» What needs to be done
Search the data for the string "floor" and copy each line in which it appears.

-=-=-

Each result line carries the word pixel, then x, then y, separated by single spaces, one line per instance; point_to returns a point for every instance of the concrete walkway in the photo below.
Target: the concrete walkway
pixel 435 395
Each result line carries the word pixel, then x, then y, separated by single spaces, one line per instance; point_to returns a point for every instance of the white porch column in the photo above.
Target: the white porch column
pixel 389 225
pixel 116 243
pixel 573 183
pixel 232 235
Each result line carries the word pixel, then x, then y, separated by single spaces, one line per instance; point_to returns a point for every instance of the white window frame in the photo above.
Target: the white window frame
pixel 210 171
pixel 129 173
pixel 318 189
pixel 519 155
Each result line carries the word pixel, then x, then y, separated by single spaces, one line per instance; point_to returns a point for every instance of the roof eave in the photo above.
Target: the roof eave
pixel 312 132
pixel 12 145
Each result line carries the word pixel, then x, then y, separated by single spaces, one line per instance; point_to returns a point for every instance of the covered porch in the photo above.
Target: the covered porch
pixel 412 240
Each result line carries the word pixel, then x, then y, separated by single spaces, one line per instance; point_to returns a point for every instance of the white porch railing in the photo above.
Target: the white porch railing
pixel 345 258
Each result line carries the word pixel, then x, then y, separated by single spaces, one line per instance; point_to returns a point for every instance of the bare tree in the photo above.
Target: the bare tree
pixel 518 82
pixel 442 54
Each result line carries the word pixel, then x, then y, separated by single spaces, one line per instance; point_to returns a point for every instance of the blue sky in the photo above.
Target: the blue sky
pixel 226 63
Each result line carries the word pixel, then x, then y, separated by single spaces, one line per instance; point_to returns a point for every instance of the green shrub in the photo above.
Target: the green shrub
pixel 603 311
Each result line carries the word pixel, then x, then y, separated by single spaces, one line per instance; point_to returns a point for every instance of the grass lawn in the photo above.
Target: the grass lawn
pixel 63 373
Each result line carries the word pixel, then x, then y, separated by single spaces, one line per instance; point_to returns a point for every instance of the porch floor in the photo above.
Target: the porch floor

-=-=-

» Exercise output
Each result line carries the word pixel, then x, then y, separated by single spaces, one line per instance; point_to returns a point for every instance of the porch floor in the photo above.
Target: the porch floor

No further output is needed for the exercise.